Comment fait-on des enfants ?

Photo : Le Marcass’ en Sardaigne, quand il n’avait pas encore 4 ans mais presque (avril 2017). Qu’est-ce qui, chez les enfants petits, est inné ? Qu’est-ce qui est acquis ?

 

Hier, le Marcass’ (7 ans) est parti en vrille à cause d’une carte de l’Italie et de pâtes que je lui ai demandé de dessiner. Gentiment. Je lui ai demandé gentiment. S’il te plaît, est-ce que tu veux bien. Et il est parti en vrille.

– Nan mais toi t’ordonnes ! Tu diriges tout, t’ordonnes ma vie, on dirait que t’es la reine ! Mais c’est MOI le roi et j’ai pas envie de faire tes pâtes, moi je veux que tu sois ma serviteuse !

J’en suis restée baba, comme disait ma grand-mère. Papa Écureuil était dans la cuisine en train de préparer un bouillon de légumes, il a pris un fou rire.

– C’est comme ça le pouvoir mon amour, ça se partage pas !

Et puis aussi :

– Tu connais le proverbe africain : « Le miel n’est bon que dans MA bouche »* ?…

On rigole mais ça interroge quand même. Moi ça m’interroge.

Le soir on a fait des jeux de société et la Petite Souris a gagné. Je trouvais que c’était bien parce que c’est son anniversaire aujourd’hui et c’est pas facile d’avoir 12 ans. Revois L’Effrontée si t’as oublié comment c’était.
Mais le Marcass’ a 7 ans, il a pas oublié lui, il sait pas. Il s’en fout. Il nous a bien regardés et il a dit :

– Je perds, mais dans ma tête je perds jamais.

 

Quand le Marcass’ avait deux ans et demi et qu’il adorait enfiler en secret les Docs de la reine (février 2016). J’aurais dû me méfier…

 

Plus tard, quand les enfants étaient couchés, j’ai demandé à Papa Écureuil :

– Mais pourquoi il est comme ça le Chouch ? Comment on l’a fait ?
Comment on l’a fait ? Tu veux que je te dise comment on l’a fait ?… On l’a fait avec toute ta frustration de pas être un mec !

TRAVAIL DEMANDÉ.
- a) D'après le texte sur le Marcass’, pourquoi était-ce une bonne chose que la Petite Souris gagne aux jeux de société ? Réponds en une à trois phrases.
- b) Restitue fidèlement le passage du texte sur le Marcass’ qui commence aux mots « J’en suis restée » et se termine après les mots « je perds jamais. ».

DONNÉES FOURNIES.
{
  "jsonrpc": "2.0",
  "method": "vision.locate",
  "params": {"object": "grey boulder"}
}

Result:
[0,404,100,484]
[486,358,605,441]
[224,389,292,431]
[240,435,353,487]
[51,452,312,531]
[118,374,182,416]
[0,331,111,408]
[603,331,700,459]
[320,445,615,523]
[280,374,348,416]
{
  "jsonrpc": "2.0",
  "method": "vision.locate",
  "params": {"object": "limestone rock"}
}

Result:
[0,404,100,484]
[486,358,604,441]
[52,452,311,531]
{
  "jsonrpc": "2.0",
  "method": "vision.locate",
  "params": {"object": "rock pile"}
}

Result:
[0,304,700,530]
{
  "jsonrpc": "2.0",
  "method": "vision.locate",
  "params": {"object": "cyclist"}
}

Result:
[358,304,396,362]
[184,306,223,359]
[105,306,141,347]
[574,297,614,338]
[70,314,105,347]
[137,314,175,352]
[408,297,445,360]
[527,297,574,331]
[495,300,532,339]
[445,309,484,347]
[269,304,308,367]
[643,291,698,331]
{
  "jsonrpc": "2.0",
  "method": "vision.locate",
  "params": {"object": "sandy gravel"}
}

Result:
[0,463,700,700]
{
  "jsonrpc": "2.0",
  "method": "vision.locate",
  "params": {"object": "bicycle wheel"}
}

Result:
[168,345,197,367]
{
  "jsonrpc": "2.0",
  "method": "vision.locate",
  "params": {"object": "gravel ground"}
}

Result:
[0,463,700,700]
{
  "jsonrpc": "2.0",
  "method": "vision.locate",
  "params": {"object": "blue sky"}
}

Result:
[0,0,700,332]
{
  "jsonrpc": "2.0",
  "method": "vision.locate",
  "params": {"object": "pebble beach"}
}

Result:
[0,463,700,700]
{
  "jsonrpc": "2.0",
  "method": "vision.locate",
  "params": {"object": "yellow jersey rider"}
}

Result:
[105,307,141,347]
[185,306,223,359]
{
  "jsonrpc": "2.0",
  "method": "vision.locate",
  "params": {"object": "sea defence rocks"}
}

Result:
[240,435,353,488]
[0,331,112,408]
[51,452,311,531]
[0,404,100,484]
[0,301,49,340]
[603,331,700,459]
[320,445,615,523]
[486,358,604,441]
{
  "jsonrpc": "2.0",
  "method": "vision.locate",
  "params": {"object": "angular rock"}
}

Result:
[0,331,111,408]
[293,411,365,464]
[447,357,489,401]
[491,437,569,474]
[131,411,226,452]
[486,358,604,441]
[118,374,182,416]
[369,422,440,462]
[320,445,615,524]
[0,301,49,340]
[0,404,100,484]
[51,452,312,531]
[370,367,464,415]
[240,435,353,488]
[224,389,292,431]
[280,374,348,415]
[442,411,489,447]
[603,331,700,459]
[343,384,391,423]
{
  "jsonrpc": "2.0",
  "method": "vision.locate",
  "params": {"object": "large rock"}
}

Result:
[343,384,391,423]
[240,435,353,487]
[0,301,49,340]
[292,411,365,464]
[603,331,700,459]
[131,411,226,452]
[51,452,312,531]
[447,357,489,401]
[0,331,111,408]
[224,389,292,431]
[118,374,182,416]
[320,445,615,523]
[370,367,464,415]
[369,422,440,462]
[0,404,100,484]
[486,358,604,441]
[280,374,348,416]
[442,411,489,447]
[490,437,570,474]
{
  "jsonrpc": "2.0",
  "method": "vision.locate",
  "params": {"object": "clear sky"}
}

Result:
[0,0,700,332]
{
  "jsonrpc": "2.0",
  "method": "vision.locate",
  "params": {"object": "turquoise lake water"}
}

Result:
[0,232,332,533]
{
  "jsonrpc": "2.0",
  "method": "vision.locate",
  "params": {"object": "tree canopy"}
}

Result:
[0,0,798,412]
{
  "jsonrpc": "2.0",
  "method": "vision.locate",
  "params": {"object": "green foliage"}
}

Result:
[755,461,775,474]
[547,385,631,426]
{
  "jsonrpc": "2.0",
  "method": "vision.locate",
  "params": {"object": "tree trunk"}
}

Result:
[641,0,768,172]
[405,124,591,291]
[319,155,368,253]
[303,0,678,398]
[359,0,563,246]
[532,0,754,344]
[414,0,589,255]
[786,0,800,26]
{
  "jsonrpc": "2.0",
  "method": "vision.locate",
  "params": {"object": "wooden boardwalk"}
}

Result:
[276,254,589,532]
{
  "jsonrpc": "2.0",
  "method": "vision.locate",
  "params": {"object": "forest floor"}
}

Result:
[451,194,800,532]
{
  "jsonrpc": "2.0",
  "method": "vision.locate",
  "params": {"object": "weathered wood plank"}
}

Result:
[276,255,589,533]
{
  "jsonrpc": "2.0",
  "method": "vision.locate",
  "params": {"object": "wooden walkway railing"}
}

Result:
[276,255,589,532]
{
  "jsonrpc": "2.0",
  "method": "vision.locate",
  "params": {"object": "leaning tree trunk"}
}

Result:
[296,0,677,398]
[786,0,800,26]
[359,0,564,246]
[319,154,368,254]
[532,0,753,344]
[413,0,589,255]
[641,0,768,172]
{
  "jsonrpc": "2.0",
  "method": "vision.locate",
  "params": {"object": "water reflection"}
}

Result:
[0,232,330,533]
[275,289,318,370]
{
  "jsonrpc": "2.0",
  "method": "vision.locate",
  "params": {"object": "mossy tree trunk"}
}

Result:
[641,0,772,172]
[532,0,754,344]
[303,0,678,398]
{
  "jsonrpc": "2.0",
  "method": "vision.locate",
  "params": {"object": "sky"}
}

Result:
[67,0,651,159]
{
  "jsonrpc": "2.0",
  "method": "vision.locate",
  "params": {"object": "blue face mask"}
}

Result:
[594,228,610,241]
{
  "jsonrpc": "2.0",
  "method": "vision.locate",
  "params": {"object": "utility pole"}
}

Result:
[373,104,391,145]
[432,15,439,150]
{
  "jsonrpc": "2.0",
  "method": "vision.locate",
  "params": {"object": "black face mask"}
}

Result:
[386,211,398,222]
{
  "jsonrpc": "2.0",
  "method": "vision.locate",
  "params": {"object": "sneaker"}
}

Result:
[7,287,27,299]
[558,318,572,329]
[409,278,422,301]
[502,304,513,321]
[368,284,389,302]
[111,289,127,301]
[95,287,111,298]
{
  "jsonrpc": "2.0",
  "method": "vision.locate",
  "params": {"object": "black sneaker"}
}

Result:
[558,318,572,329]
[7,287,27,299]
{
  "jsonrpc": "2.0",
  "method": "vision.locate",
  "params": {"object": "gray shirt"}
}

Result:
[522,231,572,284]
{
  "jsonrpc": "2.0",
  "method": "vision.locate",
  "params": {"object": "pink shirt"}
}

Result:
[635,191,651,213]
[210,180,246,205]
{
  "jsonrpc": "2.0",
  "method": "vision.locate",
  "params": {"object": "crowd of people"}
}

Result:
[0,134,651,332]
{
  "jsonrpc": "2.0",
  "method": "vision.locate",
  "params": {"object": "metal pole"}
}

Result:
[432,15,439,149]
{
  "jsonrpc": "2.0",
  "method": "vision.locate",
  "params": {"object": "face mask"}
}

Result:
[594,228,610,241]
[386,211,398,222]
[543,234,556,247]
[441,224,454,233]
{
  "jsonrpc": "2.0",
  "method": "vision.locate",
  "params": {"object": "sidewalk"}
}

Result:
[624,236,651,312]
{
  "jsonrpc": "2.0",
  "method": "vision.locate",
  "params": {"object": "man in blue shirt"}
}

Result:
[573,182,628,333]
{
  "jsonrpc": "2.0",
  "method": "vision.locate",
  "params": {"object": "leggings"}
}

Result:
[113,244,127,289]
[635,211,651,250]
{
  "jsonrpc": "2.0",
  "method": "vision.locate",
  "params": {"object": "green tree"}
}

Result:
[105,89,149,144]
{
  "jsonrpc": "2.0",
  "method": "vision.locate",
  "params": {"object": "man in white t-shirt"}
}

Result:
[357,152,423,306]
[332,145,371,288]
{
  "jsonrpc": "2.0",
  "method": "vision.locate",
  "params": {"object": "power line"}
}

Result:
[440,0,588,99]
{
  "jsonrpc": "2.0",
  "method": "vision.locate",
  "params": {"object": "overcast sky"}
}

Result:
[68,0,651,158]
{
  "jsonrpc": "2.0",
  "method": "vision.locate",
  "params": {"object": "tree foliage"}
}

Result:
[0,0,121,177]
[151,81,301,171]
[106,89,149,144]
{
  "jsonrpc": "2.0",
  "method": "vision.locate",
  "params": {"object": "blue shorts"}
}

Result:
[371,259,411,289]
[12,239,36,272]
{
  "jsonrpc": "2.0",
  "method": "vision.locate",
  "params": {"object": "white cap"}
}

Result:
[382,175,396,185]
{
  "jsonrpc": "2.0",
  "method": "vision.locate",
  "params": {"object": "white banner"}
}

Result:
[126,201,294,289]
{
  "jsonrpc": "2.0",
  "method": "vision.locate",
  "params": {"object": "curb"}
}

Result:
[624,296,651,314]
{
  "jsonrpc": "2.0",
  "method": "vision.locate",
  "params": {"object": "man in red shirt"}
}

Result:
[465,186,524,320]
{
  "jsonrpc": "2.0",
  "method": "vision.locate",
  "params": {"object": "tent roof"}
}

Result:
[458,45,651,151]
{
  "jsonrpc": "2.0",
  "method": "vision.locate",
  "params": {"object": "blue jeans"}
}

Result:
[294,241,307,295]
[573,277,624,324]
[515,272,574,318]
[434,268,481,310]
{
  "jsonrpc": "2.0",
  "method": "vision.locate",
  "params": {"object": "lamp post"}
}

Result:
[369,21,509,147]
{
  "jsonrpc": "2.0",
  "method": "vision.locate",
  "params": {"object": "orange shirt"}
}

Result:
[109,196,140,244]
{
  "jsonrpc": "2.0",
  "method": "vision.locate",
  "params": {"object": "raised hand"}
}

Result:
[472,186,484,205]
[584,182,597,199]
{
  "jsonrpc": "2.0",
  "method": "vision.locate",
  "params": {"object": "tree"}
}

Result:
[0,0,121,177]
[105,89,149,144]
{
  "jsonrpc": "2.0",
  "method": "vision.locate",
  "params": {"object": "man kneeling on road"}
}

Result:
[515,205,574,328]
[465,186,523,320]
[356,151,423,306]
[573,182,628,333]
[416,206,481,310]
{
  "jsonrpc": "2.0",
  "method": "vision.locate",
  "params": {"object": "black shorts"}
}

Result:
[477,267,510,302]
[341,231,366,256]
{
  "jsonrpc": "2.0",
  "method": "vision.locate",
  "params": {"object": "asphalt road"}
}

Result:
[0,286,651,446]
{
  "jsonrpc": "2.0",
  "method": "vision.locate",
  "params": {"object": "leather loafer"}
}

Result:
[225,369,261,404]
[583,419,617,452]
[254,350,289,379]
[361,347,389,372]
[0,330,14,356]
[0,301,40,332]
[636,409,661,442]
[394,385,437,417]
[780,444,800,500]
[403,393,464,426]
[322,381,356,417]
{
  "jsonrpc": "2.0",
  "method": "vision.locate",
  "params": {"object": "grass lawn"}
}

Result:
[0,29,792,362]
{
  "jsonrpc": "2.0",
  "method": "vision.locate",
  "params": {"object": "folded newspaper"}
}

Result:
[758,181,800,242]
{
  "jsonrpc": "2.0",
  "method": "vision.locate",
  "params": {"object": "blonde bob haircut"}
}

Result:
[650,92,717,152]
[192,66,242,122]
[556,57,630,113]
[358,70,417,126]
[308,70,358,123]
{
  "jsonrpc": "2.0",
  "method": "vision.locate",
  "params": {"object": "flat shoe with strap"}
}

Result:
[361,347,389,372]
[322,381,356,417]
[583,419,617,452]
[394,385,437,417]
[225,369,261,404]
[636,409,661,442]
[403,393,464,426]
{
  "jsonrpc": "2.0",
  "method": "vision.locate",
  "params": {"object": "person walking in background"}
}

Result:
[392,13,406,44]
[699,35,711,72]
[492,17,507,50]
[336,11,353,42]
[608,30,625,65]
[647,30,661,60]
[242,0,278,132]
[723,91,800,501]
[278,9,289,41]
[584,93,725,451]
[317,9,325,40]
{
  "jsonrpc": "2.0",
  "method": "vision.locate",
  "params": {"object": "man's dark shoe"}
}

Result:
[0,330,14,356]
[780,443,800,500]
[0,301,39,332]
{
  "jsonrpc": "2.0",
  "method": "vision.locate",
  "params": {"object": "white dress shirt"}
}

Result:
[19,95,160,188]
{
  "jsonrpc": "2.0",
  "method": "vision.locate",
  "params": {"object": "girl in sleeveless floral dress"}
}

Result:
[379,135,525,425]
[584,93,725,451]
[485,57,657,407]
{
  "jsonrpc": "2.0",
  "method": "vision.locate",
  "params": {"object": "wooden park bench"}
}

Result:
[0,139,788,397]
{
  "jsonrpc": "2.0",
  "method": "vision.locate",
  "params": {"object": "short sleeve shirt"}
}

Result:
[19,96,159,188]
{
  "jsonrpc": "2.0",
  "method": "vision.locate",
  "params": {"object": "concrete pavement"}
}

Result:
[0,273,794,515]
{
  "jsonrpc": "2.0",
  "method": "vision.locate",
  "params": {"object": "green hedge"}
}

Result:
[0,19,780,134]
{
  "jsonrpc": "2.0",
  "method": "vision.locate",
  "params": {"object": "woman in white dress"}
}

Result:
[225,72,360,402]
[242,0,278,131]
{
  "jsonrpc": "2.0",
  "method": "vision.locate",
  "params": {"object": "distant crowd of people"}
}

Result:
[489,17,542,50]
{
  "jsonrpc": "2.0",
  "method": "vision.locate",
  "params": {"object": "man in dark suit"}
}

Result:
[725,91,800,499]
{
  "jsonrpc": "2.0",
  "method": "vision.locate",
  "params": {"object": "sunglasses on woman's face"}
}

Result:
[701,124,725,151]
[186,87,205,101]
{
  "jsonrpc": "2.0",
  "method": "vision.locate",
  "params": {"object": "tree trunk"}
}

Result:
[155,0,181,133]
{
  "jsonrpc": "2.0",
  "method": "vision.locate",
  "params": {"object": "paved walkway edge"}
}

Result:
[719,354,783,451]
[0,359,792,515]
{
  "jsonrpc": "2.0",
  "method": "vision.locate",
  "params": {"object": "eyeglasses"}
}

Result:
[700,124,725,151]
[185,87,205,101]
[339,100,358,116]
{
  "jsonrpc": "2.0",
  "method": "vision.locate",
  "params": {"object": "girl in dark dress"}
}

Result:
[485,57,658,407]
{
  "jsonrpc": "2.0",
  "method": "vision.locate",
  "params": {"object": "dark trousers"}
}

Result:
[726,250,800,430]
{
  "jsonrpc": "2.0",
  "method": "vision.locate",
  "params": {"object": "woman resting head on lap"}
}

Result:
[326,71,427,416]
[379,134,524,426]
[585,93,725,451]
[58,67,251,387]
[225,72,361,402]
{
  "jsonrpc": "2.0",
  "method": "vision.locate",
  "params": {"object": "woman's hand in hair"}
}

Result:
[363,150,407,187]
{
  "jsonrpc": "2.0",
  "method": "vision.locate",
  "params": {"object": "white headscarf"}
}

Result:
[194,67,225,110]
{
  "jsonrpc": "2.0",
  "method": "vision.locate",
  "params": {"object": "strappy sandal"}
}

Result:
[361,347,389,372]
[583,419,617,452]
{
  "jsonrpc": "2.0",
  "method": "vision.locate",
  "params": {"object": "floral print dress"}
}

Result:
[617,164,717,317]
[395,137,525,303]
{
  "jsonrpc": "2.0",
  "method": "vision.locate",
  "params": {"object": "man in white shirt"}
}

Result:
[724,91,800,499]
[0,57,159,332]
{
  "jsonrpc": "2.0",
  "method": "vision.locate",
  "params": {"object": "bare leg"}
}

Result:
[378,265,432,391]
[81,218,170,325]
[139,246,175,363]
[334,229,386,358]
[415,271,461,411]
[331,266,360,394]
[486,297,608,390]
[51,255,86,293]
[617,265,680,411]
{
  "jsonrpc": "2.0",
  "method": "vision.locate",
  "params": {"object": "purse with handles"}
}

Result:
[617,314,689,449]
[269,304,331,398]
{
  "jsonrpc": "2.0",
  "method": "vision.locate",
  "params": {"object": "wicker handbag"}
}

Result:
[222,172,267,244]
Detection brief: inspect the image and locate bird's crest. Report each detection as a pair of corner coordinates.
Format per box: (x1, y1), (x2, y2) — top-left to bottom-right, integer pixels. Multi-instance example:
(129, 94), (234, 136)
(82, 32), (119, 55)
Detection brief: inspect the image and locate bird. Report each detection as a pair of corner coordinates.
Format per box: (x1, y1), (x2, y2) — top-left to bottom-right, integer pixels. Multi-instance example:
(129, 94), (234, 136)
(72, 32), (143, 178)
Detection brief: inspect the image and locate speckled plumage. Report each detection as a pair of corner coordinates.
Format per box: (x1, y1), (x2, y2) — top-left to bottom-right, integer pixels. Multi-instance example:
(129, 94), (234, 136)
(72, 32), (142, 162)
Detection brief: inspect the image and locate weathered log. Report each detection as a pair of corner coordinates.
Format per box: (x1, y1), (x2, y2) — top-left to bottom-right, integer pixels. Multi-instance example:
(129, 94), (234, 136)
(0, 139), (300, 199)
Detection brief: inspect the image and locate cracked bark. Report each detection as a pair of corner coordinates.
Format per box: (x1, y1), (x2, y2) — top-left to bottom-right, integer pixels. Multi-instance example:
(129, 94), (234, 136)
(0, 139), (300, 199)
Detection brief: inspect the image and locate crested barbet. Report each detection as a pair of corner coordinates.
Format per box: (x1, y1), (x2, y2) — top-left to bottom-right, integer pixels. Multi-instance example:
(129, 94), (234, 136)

CORRIGÉ PROPOSÉ.
- a) C'était une bonne chose parce que c'est l'anniversaire de la Petite Souris aujourd'hui. De plus, il n'est pas facile d'avoir 12 ans.

- b)
J’en suis restée baba, comme disait ma grand-mère. Papa Écureuil était dans la cuisine en train de préparer un bouillon de légumes, il a pris un fou rire.

– C’est comme ça le pouvoir mon amour, ça se partage pas !

Et puis aussi :

– Tu connais le proverbe africain : « Le miel n’est bon que dans MA bouche »* ?…

On rigole mais ça interroge quand même. Moi ça m’interroge.

Le soir on a fait des jeux de société et la Petite Souris a gagné. Je trouvais que c’était bien parce que c’est son anniversaire aujourd’hui et c’est pas facile d’avoir 12 ans. Revois L’Effrontée si t’as oublié comment c’était.
Mais le Marcass’ a 7 ans, il a pas oublié lui, il sait pas. Il s’en fout. Il nous a bien regardés et il a dit :

– Je perds, mais dans ma tête je perds jamais.